**Written problem**: Could you copy out the material below word for word, keeping every line unchanged?

**Source material**:
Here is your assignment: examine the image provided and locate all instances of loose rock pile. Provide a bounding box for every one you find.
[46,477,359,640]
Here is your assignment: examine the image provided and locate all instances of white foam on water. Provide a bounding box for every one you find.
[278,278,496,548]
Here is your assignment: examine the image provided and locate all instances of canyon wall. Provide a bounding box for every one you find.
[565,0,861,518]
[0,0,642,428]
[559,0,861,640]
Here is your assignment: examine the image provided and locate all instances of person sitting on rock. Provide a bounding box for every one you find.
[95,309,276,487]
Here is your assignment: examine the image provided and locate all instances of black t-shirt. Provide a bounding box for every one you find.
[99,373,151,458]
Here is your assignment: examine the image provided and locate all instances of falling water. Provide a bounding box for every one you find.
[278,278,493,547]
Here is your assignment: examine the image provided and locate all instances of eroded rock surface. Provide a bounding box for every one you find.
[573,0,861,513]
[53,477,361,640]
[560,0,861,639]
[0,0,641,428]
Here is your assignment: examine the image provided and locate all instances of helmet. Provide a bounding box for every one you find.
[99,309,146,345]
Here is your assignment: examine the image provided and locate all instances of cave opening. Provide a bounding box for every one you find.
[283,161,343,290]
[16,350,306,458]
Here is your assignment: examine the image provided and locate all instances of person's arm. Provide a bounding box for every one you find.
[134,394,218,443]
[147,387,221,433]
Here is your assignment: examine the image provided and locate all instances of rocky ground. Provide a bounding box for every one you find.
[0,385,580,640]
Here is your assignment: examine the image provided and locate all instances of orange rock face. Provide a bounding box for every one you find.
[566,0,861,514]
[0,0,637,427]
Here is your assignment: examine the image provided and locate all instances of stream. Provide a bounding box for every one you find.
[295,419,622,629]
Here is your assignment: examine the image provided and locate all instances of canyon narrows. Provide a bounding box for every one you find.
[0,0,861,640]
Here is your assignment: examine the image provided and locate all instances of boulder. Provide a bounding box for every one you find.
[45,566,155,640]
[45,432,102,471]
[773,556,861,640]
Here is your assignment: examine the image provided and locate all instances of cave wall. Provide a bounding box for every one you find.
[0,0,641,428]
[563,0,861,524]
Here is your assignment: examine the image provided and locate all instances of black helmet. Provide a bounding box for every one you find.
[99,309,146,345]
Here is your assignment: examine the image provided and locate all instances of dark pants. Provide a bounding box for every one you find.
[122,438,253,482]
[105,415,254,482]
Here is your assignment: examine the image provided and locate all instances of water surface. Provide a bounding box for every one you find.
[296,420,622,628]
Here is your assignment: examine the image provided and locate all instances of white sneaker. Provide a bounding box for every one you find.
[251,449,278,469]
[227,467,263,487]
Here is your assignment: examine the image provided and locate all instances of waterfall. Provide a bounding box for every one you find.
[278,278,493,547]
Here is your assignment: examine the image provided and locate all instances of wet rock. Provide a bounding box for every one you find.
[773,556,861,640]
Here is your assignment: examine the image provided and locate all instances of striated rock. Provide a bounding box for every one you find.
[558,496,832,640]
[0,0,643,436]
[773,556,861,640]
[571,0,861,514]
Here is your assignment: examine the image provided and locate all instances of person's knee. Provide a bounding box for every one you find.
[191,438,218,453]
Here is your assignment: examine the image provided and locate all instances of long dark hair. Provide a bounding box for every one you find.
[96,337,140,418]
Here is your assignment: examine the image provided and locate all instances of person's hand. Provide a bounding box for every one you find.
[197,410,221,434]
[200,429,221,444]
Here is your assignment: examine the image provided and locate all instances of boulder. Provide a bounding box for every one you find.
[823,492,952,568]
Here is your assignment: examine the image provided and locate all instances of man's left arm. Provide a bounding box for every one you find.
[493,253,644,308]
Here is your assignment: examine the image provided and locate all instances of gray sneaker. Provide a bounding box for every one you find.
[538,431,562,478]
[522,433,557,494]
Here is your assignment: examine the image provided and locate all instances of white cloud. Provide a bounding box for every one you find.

**Final result**:
Here is your assignment: examine the image provided and locate all instances of loose rock pile. Provide a bounding box for every one you find.
[46,477,359,640]
Here is your assignment: examine the image provided and locate all instances of white foam on water. Provide a bounding box for every one you find.
[278,278,496,548]
Here is your assignment: examine the image provided and locate all instances of canyon wall. Provide a bounding box for every one you find.
[565,0,861,518]
[0,0,642,428]
[559,0,861,640]
Here is your assignment: examine the image provided and locate all instances of person sitting on rock. Provide a bounding box for every one you find.
[95,309,276,487]
Here is your assignment: examine the image provided and locate all instances of black t-shirt. Provide a bounding box for every one you find.
[99,373,151,458]
Here is your assignment: examine the image provided and locate all instances of falling water. Provide a bounding box for every one you find.
[278,278,493,547]
Here is your assignment: examine the image provided and locate all instances of eroded rock surface. Provide a bounding box for every one you find.
[573,0,861,513]
[53,477,361,640]
[560,0,861,639]
[0,0,641,428]
Here is your assignment: examine the image provided and locate all instances of helmet. Provide a bounding box for every one you find.
[99,309,146,345]
Here is your assignment: examine the image provided and locate all instances of cave opening. Provide a bounding box for every one you find.
[283,161,343,290]
[16,350,306,458]
Here is your assignment: examine the image provided and locate all instances of person's arm. Provide a bounding box for every one you find.
[134,394,218,443]
[147,387,221,433]
Here is your assignment: examine the image provided and locate all instances of rocky ground. Provide a bounding box for every one you find.
[0,385,580,640]
Here is your assignment: examine the image provided and locate all instances of orange rock face. Provide a bounding box for every one you find.
[566,0,861,514]
[0,0,637,427]
Here is your assignment: examine the image provided and locate all instances of stream. Provide a bounding box for every one you find.
[295,419,622,629]
Here is your assignment: examine the image provided and locate all instances of canyon narrows. Provide a bounding box for every one you find.
[0,0,861,640]
Here is your assignment: examine the image provided and locate all instances of boulder. Provide a bounding box for every one you find.
[45,566,155,640]
[45,432,102,471]
[773,556,861,640]
Here is your assignment: examine the image provided and locate all instances of cave wall. Provide a bounding box for every one you find.
[0,0,641,428]
[563,0,861,524]
Here is your assignment: examine the image provided and locate all instances of black helmet. Provide a bounding box for every one you find.
[99,309,146,345]
Here is your assignment: examine the image provided and locate all instances of dark pants. Provide a bounding box for every one you find.
[122,438,253,482]
[105,415,254,482]
Here is your assignment: examine the image provided and locate all instances of water surface. Provide a bounding box for every one you find.
[296,420,622,628]
Here is your assignment: examine the image provided and locate all instances of white sneaker. Provide a bounding box for every one you find.
[251,449,278,469]
[227,467,263,487]
Here is your assignment: examine the image provided and locate all instances of waterfall. Provide a bounding box for every one you find.
[278,278,493,547]
Here is your assignment: examine the image provided and locate all instances of wet rock. Provide a bounding box for every one you find.
[773,556,861,640]
Here is your assignment: examine the image provided and locate all instances of striated rock. Provide a bounding box for every one you find.
[558,496,832,640]
[0,0,643,436]
[773,556,861,640]
[571,0,861,514]
Here is your assignment: examine the image provided and locate all instances of person's knee. Provide a bounding box for every one you find.
[191,438,218,453]
Here is your assignment: examine the image provided and locate all instances of long dark hair. Provide a bounding box for every one you find.
[96,337,140,418]
Here is your assignment: examine the image provided and locate all instances of person's hand. Provide a bounding box for every one you find.
[197,410,221,434]
[200,429,221,444]
Here is your assignment: examine the image provided and locate all instances of boulder. Provide a bounding box for every one you find.
[823,492,952,568]
Here is your assignment: examine the image provided and locate all instances of man's left arm. Provide a bounding box for every one you find.
[493,253,644,308]
Here is your assignment: examine the image provided and locate all instances of gray sneaker. Provide a bounding box for every one you find.
[538,431,562,478]
[522,433,557,494]
Here is your assignment: examine the image provided and locate all instances of white cloud. Provide a bounding box for every one you find.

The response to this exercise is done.